任务说明:
请从条目开头起，到包含“<point>107,42</point>”的那一行止（两端都算在内），将这些行逐行重写，其中的要求文字也一并照录。答案中的坐标数值一律缩放为原值的1.05倍并四舍五入为整数（0.5进位），要求文字及其中的格式示例保持不变。

数据集:
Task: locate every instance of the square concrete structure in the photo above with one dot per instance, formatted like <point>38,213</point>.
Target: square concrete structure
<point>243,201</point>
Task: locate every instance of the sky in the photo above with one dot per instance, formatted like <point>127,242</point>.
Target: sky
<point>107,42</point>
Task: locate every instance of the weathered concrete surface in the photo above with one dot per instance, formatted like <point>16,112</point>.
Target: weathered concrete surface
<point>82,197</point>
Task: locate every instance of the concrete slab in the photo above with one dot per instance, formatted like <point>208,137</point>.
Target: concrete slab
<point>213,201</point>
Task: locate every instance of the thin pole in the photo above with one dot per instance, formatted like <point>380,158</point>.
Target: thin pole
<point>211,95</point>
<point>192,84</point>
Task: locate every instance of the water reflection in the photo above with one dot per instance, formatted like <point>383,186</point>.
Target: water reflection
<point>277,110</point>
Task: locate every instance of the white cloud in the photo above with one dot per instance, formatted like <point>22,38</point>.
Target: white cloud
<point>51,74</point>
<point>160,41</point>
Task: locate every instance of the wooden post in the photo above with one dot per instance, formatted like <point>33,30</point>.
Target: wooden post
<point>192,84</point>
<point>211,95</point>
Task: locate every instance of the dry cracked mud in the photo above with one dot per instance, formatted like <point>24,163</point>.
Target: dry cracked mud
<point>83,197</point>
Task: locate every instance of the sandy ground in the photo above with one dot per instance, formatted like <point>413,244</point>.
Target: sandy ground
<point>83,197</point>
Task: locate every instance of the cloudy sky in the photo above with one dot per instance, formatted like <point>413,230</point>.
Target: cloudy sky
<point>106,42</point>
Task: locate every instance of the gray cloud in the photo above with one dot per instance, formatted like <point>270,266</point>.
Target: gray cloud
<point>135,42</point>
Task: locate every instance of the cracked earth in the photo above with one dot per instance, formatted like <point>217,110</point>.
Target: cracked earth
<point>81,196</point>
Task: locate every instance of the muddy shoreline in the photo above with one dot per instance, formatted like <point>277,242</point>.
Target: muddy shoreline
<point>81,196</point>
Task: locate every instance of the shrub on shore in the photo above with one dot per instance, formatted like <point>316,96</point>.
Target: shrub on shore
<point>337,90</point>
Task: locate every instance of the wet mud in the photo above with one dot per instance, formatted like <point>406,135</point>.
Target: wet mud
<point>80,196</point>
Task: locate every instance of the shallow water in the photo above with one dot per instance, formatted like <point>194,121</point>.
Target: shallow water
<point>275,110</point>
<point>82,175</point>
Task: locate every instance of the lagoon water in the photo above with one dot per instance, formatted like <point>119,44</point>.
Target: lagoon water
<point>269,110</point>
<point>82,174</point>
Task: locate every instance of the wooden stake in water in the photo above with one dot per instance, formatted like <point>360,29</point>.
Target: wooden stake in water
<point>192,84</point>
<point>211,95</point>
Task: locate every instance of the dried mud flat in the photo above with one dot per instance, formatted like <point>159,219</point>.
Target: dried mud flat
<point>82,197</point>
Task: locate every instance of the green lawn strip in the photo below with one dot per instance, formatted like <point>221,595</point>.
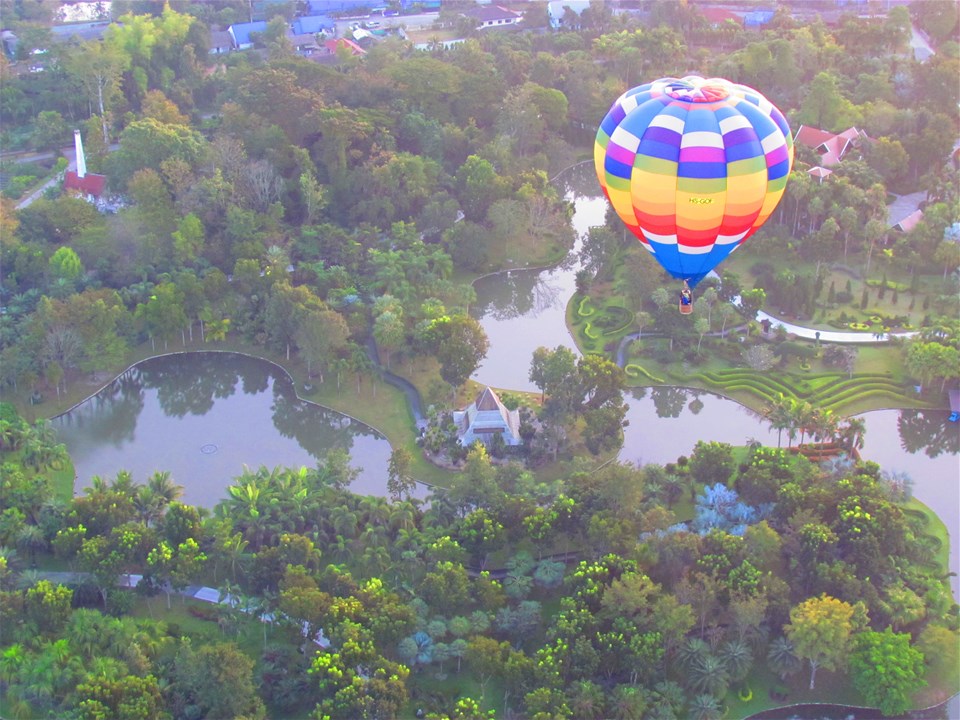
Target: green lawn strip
<point>634,370</point>
<point>832,688</point>
<point>62,481</point>
<point>936,528</point>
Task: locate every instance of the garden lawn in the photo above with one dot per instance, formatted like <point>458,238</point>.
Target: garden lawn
<point>833,688</point>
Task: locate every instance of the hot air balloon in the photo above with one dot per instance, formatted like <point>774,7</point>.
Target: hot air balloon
<point>693,167</point>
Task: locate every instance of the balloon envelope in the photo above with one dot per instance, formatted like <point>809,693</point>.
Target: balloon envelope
<point>693,167</point>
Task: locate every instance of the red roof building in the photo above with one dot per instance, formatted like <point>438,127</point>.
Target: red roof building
<point>909,222</point>
<point>717,17</point>
<point>332,45</point>
<point>832,148</point>
<point>90,186</point>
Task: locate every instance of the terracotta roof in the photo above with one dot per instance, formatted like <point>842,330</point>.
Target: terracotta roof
<point>909,222</point>
<point>89,184</point>
<point>489,13</point>
<point>832,147</point>
<point>811,136</point>
<point>332,46</point>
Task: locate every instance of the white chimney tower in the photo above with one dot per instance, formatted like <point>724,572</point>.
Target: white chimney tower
<point>81,160</point>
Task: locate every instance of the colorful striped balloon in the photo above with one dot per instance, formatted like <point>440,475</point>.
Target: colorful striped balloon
<point>693,166</point>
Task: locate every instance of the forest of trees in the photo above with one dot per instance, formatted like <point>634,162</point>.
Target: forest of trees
<point>306,209</point>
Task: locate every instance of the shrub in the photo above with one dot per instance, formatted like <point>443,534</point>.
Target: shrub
<point>797,349</point>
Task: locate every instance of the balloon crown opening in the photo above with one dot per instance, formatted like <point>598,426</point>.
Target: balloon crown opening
<point>698,90</point>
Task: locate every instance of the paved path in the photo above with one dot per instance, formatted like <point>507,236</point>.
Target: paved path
<point>197,592</point>
<point>831,335</point>
<point>38,193</point>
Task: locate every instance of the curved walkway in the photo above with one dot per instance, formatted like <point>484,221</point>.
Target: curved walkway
<point>831,335</point>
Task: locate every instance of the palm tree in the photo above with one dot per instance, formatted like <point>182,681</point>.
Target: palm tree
<point>782,658</point>
<point>779,414</point>
<point>30,538</point>
<point>737,657</point>
<point>147,505</point>
<point>851,433</point>
<point>708,674</point>
<point>692,651</point>
<point>234,549</point>
<point>824,424</point>
<point>705,707</point>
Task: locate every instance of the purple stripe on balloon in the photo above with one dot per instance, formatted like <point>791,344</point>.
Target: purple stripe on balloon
<point>664,135</point>
<point>776,155</point>
<point>702,154</point>
<point>738,136</point>
<point>620,153</point>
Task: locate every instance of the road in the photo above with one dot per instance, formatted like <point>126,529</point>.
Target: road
<point>71,165</point>
<point>412,22</point>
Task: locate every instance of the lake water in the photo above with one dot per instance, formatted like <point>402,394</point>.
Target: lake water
<point>523,310</point>
<point>203,417</point>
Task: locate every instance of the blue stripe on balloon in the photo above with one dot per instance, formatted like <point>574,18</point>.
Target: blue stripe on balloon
<point>777,171</point>
<point>617,168</point>
<point>664,135</point>
<point>660,150</point>
<point>744,151</point>
<point>701,120</point>
<point>702,170</point>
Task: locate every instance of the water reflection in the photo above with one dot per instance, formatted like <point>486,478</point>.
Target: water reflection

最终答案:
Task: locate every instance of the square concrete structure in the photo above with one dot per instance, formatted like <point>38,213</point>.
Target: square concrete structure
<point>255,211</point>
Task: locate every instance of the sky in the photo above with one dot per instance, formatted like <point>127,242</point>.
Target: sky
<point>112,44</point>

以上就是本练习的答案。